### [Supplied passage]
--

India's Refusal to Admit U.S. Religious Freedom Watchdog Seen As Attempt to Hide ‘Crimes’ Against Religious Minorities

By Patrick Goodenough | March 8, 2016 | 4:23 AM EST

President Obama meets with Indian Prime Minister Narendra Modi during the U.N. climate change conference near Paris, France on November 30, 2015. (AP Photo)

( – India’s refusal to admit a delegation from a U.S. religious freedom watchdog is an attempt to hide its “crimes” against religious minorities from the world, a Sikh advocacy group declared after the Indian government questioned the legal standing of an outside body to judge India’s record.

“India is once again trying to hide its crimes from the world,” Sikhs for Justice said on its website. “The Indians think if they refuse entry to international observers of religious freedoms, the world will never know the way they are trying to exterminate minorities.”

“But this isn’t the 80s and 90s,” the U.S.-based group continued. “Today there are a million different ways information gets out and today the Sikh nation is a lot stronger in the free world than ever before.”

The U.S. Commission on International Religious Freedom (USCIRF) on Thursday expressed disappointment about not being able to secure visas for a long-planned visit to the country, which was to have begun on Friday.

“As a pluralistic, non-sectarian, and democratic state, and a close partner of the United States, India should have the confidence to allow our visit,” said the commission’s chairman, Robert George.

Noting that even countries with some of the worst religious freedom records – such as Pakistan, China and Saudi Arabia – have allowed such visits, George said, “one would expect that the Indian government would allow for more transparency than have these nations, and would welcome the opportunity to convey its views directly to USCIRF.”

The Indian Embassy in Washington said in response there had been no change in the government policy regarding such visits.

“India is a vibrant pluralistic society founded on strong democratic principles,” it said in a statement. “The Indian Constitution guarantees fundamental rights to all its citizens including the right to freedom of religion. We do not see the locus standi [legal standing to contest an issue] of a foreign entity like USCIRF to pass its judgment and comment on the state of Indian citizens’ constitutionally protected rights.”

State Department spokesman John Kirby on Monday called India’s stance disappointing.

“We support the work of the commission,” he said. “More critically, we support the idea behind the commission, which is about religious freedom, the freedom to worship or to not worship, and that’s a central, underpinning principle and tenet here.”

Kirby declined to say whether the State Department approached the Indian government with a request to issue visas, saying he would not speak about private diplomatic conversations,

He also would not give an evaluation of the state of religious freedom in India today, but quoted President Obama as saying during a visit to India last year that “our nations are stronger when every person has the right to practice their faith how they choose, or to practice no faith at all, and to do so free of persecution and fear of discrimination.”

--

### [Stored rows]
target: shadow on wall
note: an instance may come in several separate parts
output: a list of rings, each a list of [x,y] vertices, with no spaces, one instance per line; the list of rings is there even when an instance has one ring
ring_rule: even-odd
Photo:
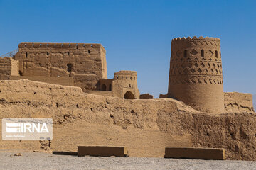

--

### [Short exercise]
Extend the article about India's refusal to admit the U.S. religious freedom commission by writing what comes after its last sentence. The records aren't needed for this.

### [The answer]
Converts targeted

India, which has the world’s second-biggest population of 1.25 billion, is predominantly Hindu, with a large Muslim minority.

Christians account for just over two percent of the population, while another two percent are Sikhs – adherents of a monotheistic religion that emerged in India in the 15th century and has an estimated 25 million followers today, most living in India’s Punjab.

Prime Minister Narendra Modi’s Bharatiya Janata Party (BJP) is affiliated to several radical Hindu nationalist groups that stand accused of mistreatment of and violence towards converts from Hinduism to other faiths, particularly Christianity.

Modi himself has a controversial record. The worst interreligious violence in modern India occurred in 2002, when more than 1,000 people, mostly Muslims, were killed in the state of Gujarat. At the time, Modi was chief minister of Gujarat, and the State Department denied him a visa to enter the U.S. for years, only setting the restriction aside when he became prime minister in 2014.

Still, BJP governments have not been alone in barring USCIRF visits. The commission has been wanting to visit since 2001, but governments led by both BJP and the left-of-center Congress Party have prevented it from doing so.

After the Gujarat violence the USCIRF recommended that the State Department designate India a “country of particular concern” (CPC) under U.S. religious freedom law, a recommendation it continued making until 2005. (The State Department overruled the advice each year.)

The USCIRF later recommended that India be placed on a “tier two” watch list of countries needing to be closely monitored. That recommendation has now been made for seven consecutive years – most recently last May, when India’s external affairs ministry responded coldly.

Late last month the ministry again shrugged off U.S. criticism, this time coming from eight U.S. senators and 26 members of the House of Representatives who in a letter to Modi voiced concern about the treatment of Christian, Sikh and Muslim communities in India.

“We urge your government to take immediate steps to ensure that the fundamental rights of religious minorities are protected and that the perpetrators of violence are held to account,” they wrote.

“India is proud of its status as the world’s largest democracy,” the external affairs ministry said in response to the letter. “The Indian Constitution guarantees fundamental rights to all its citizens, including minority communities. Aberrations, if any, are dealt with by our internal processes which include our independent judiciary, autonomous National Human Rights Commission, vigilant media, and vibrant civil society.”

Modi plans to travel to the U.S. late this month for a nuclear security conference hosted by Obama, his third visit since becoming prime minister.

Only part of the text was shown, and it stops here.